■ Aim of the exercise ■
Reproduce the listing below word for word, from its first line to its last. Leave out the pictures.

-- start Available data --

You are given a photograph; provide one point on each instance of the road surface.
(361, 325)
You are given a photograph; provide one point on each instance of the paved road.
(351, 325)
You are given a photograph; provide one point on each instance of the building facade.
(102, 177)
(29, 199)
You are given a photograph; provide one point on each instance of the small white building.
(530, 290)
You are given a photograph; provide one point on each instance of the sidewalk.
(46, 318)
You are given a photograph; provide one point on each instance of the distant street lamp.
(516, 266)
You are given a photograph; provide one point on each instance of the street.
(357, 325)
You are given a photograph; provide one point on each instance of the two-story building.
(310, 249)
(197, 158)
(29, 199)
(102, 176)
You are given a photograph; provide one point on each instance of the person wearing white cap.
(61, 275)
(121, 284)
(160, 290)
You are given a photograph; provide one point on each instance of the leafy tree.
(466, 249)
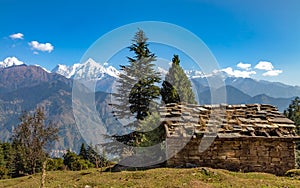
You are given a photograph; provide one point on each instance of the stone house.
(247, 138)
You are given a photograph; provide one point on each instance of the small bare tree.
(33, 136)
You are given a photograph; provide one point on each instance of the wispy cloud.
(264, 65)
(44, 47)
(244, 66)
(238, 73)
(17, 36)
(272, 73)
(268, 67)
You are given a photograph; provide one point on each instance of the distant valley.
(23, 87)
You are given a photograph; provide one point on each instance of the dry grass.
(161, 177)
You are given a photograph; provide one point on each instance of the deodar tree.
(137, 87)
(176, 86)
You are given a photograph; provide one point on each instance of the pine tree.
(83, 152)
(177, 87)
(137, 87)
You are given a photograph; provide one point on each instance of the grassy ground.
(161, 177)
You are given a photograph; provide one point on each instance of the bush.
(55, 164)
(293, 173)
(75, 162)
(3, 172)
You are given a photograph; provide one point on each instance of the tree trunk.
(43, 174)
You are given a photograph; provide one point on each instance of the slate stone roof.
(244, 120)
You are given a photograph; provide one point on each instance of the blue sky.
(235, 31)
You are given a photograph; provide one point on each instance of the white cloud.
(44, 47)
(272, 73)
(269, 68)
(244, 66)
(264, 65)
(10, 61)
(238, 73)
(16, 36)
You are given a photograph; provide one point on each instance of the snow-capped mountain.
(10, 61)
(90, 70)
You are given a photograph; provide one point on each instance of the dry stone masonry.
(253, 137)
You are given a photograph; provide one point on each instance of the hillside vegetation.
(160, 177)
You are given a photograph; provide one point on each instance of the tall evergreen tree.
(177, 87)
(137, 87)
(83, 152)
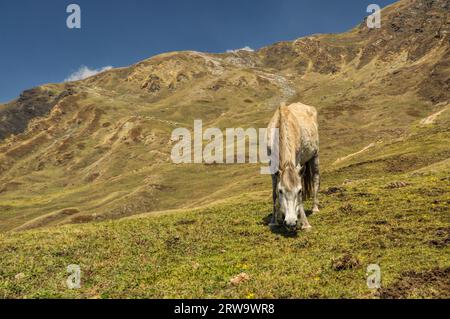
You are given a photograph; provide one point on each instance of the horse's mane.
(288, 174)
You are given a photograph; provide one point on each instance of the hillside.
(97, 152)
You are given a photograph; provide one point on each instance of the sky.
(37, 47)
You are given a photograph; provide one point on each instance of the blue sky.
(36, 47)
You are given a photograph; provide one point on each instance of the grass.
(195, 253)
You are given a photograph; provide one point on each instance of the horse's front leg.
(275, 212)
(316, 183)
(303, 219)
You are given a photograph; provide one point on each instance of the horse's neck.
(287, 143)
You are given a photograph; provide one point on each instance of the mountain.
(86, 176)
(100, 148)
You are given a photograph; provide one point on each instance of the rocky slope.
(100, 148)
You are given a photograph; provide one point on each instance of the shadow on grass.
(281, 230)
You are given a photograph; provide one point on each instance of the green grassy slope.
(374, 211)
(95, 154)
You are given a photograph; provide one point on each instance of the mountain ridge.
(107, 138)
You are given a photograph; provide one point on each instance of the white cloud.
(84, 72)
(247, 48)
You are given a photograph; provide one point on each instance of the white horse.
(298, 166)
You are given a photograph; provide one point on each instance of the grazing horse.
(298, 163)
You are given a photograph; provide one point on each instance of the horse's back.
(305, 114)
(305, 128)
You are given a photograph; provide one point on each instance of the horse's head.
(289, 194)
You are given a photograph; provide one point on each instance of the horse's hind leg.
(274, 221)
(316, 182)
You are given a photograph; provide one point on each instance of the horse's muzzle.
(291, 227)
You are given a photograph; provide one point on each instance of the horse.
(297, 173)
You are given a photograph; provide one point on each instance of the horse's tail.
(307, 180)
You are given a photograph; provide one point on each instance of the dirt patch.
(442, 238)
(412, 284)
(345, 262)
(48, 219)
(333, 190)
(395, 185)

-- end Available data --

■ Answer to the problem ■
You are given a photograph; provide one point on each instance of the road surface.
(361, 325)
You are given a photograph; provide one point on each instance of the paved road.
(351, 325)
You are given a photograph; provide one point on each instance of the building facade.
(102, 177)
(29, 199)
You are given a photograph; provide one point on each instance of the small white building.
(530, 290)
You are given a photograph; provide one point on each instance of the sidewalk.
(46, 318)
You are given a photograph; provide one point on each instance of the distant street lamp.
(516, 266)
You are given a photograph; provide one point on each instance of the street.
(357, 325)
You are given a photograph; provide one point on each instance of the two-story building.
(310, 249)
(197, 158)
(29, 199)
(102, 176)
You are given a photograph; provide one point on each instance of the person wearing white cap.
(61, 275)
(121, 284)
(160, 290)
You are given a photograph; provide one point on each instance of the leafy tree.
(466, 249)
You are given a photograph; provide one point on each instance of the stone house.
(247, 138)
You are given a photograph; provide one point on each instance of the small bare tree.
(33, 136)
You are given a photograph; provide one point on each instance of the wispy cloud.
(264, 65)
(44, 47)
(244, 66)
(238, 73)
(17, 36)
(272, 73)
(268, 67)
You are given a photograph; provide one point on each instance of the distant valley.
(23, 87)
You are given a photograph; provide one point on each instance of the dry grass.
(161, 177)
You are given a photograph; provide one point on each instance of the deodar tree.
(137, 87)
(176, 86)
You are given a photograph; provide one point on each instance of the pine tree.
(83, 152)
(177, 87)
(137, 87)
You are given a photograph; provide one point on each instance of the grassy ground.
(161, 177)
You are given a photograph; provide one point on each instance of the bush.
(55, 164)
(293, 173)
(75, 162)
(3, 172)
You are given a photograph; provide one point on each instance of the tree trunk.
(43, 174)
You are given a photograph; provide one point on each instance of the slate stone roof.
(244, 120)
You are given a photograph; provide one point on each instance of the blue sky.
(235, 31)
You are given a photograph; provide one point on each instance of the white cloud.
(44, 47)
(272, 73)
(269, 68)
(244, 66)
(264, 65)
(10, 61)
(238, 73)
(16, 36)
You are given a photograph; provide one point on each instance of the snow-capped mountain.
(10, 61)
(90, 70)
You are given a photograph; provide one point on each instance of the dry stone masonry.
(253, 137)
You are given a photograph; provide one point on each instance of the hillside vegetation.
(160, 177)
You are given a photograph; provide one point on each instance of the tall evergreen tree.
(177, 87)
(137, 87)
(83, 152)
You are given a photograph; provide one point on each instance of the horse's mane.
(288, 174)
You are given a photograph; provide one point on each instance of the hillside.
(97, 152)
You are given a photograph; provide one point on each instance of the sky.
(37, 47)
You are given a photograph; provide one point on each instance of the blue sky.
(36, 47)
You are given a photograph; provide one point on each instance of the grass.
(195, 253)
You are given a photograph; provide one point on each instance of the horse's front leg.
(275, 212)
(316, 183)
(303, 219)
You are given a photograph; provide one point on each instance of the horse's neck.
(287, 143)
You are given a photograph; provide one point on each instance of the mountain.
(86, 176)
(100, 148)
You are given a photograph; provide one point on each instance of the rocky slope.
(100, 148)
You are given a photograph; provide one point on each instance of the shadow on grass.
(281, 230)
You are given a photograph; provide one point on each instance of the green grassy slope.
(374, 211)
(95, 154)
You are given a photograph; provide one point on each instance of the mountain ridge.
(107, 138)
You are given a photograph; provide one point on each instance of the white cloud.
(84, 72)
(247, 48)
You are given a photograph; provide one point on each instance of the white horse.
(298, 166)
You are given a photograph; provide one point on each instance of the grazing horse.
(298, 163)
You are given a photograph; provide one point on each instance of the horse's back.
(305, 114)
(305, 128)
You are given a photograph; provide one point on each instance of the horse's head.
(289, 194)
You are given a photograph; provide one point on each instance of the horse's hind leg.
(274, 221)
(316, 182)
You are given a photograph; provide one point on each instance of the horse's muzzle.
(291, 227)
You are given a photograph; provide one point on each instance of the horse.
(297, 173)
You are given a photograph; provide one point on each instance of the horse's tail.
(307, 180)
You are given a photograph; provide one point on each instance of the dirt patch.
(442, 238)
(412, 284)
(345, 262)
(48, 219)
(333, 190)
(395, 185)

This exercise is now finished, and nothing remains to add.